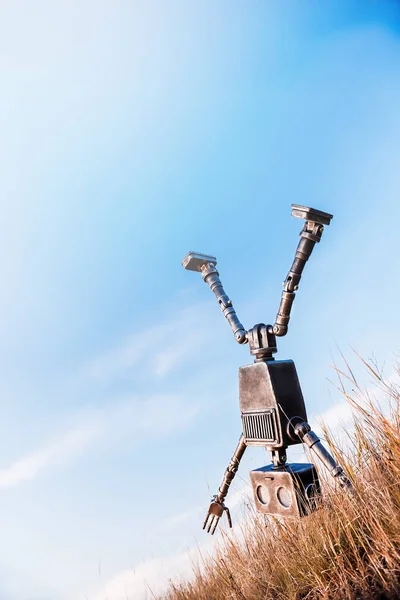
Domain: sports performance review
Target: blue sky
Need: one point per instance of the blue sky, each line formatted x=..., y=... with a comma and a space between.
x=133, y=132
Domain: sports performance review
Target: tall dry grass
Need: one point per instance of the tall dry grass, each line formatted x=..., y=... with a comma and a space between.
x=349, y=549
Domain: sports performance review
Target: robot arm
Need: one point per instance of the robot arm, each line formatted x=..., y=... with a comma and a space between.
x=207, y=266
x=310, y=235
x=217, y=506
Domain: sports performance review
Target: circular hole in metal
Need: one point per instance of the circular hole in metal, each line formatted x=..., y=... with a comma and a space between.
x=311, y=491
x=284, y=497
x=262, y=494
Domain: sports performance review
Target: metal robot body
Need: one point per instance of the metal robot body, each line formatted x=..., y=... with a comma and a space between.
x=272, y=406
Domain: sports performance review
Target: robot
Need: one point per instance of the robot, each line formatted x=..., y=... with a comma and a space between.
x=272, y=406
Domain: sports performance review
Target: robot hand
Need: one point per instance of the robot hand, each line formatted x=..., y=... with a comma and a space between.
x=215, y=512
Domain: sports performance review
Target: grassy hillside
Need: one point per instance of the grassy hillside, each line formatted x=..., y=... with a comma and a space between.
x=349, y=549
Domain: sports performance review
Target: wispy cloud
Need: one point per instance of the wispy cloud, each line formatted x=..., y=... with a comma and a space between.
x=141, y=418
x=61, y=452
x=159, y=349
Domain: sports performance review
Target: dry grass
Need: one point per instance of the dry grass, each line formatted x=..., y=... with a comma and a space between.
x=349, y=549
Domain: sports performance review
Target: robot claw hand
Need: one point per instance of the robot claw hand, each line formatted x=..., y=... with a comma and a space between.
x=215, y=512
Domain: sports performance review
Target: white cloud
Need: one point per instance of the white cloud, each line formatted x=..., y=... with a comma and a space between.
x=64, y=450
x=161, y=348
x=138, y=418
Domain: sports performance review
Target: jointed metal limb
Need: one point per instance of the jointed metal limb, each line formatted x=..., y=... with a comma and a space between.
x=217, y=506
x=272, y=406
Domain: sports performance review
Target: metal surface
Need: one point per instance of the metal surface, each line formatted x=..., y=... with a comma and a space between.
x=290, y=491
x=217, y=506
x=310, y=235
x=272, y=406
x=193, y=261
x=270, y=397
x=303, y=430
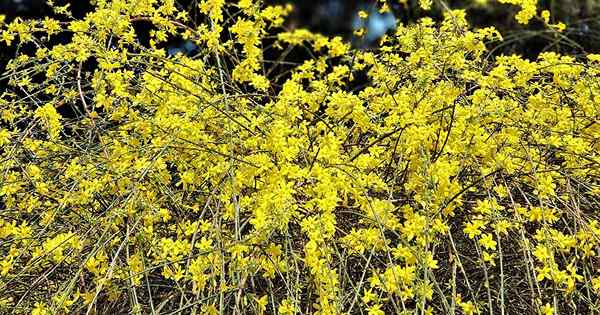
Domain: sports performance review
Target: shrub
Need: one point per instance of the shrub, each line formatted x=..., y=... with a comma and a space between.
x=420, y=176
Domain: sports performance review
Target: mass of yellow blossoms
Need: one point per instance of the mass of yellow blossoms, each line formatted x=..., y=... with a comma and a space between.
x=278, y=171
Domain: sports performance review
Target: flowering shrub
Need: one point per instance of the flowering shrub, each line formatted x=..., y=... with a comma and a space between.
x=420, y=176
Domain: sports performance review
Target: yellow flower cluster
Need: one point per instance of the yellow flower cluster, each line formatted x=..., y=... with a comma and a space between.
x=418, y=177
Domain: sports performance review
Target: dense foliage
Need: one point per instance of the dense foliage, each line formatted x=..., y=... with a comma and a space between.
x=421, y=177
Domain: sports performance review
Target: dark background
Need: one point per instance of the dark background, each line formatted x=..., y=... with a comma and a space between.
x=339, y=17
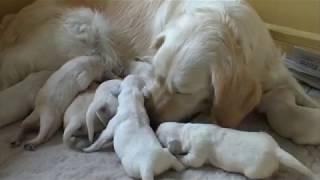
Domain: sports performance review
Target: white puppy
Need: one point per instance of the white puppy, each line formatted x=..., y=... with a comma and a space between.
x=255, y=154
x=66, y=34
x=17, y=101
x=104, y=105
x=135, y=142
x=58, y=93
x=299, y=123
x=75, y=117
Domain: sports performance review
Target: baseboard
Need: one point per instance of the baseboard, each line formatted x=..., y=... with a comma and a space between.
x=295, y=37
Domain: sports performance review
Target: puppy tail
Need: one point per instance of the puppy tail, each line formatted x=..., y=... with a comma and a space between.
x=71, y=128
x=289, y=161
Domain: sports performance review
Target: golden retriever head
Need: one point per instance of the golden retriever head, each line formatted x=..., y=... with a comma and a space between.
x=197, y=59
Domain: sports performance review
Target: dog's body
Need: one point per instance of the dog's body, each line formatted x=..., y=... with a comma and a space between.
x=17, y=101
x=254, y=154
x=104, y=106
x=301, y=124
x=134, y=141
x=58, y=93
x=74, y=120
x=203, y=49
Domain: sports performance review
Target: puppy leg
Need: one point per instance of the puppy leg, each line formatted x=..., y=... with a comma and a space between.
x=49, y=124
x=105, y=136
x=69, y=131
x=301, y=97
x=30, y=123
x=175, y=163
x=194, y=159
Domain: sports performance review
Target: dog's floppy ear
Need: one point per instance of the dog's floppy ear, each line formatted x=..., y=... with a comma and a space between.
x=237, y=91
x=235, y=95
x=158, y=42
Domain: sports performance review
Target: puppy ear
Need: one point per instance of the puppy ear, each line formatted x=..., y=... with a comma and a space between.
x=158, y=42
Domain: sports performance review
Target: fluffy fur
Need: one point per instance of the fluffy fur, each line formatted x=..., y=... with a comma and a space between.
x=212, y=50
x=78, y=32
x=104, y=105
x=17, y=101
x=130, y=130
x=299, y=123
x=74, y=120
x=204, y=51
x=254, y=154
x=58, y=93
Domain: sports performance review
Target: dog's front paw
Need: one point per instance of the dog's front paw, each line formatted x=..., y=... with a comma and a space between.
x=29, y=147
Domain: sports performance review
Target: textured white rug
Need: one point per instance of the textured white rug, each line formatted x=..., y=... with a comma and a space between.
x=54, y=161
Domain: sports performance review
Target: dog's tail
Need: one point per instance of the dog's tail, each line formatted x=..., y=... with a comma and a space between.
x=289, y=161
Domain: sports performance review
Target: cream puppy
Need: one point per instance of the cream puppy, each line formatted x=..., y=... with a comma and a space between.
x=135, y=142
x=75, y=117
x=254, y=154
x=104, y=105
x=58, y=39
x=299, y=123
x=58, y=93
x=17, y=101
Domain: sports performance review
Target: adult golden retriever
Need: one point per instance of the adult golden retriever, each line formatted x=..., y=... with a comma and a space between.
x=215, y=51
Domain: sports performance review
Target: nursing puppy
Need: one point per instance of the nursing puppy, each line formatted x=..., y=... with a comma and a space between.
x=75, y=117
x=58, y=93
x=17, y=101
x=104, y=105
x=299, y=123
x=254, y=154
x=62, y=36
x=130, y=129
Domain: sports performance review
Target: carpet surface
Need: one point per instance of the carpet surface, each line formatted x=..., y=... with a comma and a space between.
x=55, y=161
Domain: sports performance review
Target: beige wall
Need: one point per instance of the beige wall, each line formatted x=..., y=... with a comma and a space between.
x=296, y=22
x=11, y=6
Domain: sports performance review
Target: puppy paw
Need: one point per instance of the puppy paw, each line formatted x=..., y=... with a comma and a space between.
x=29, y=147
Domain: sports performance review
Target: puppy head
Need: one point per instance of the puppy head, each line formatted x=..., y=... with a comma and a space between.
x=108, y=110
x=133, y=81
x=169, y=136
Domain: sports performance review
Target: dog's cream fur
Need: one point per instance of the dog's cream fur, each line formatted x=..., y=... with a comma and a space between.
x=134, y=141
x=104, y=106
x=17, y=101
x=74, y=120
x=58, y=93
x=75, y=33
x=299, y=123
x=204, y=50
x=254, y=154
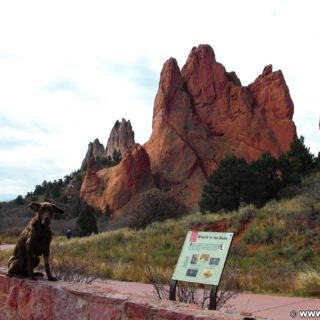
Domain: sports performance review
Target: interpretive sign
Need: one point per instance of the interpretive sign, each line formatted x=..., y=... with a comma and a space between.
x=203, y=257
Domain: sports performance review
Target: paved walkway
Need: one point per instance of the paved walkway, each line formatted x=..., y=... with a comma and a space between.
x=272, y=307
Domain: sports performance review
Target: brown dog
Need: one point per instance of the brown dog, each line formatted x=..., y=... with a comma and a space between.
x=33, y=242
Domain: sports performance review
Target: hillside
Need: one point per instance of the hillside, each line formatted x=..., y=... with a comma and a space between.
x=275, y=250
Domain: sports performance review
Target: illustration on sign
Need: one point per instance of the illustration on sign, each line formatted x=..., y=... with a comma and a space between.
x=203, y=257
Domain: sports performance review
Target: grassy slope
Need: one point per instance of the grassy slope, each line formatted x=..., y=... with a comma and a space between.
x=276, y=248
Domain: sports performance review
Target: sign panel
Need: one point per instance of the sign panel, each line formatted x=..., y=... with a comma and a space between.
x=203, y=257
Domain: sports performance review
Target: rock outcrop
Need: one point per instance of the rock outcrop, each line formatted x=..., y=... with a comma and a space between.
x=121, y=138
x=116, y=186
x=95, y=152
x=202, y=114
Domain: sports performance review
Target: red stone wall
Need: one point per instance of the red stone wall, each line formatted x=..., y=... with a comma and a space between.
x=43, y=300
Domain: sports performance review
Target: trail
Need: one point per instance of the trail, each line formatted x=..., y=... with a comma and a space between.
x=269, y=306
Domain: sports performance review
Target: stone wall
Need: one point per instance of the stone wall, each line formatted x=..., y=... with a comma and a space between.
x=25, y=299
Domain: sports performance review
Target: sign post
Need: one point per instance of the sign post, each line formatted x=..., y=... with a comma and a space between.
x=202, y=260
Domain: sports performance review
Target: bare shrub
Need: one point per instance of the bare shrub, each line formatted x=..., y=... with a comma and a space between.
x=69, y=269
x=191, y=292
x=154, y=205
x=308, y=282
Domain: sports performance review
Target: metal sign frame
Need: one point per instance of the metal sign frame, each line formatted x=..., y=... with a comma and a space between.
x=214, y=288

________________________

Reproduce the listing from its first line through the line containing "x=133, y=132", both lines included, and leave the pictures out.

▶ [ANSWER TO THIS EXERCISE]
Domain: sports performance review
Target: blue sky
Need: one point per instance of the blue sky, each line formatted x=..., y=... with a comma and a space between.
x=133, y=132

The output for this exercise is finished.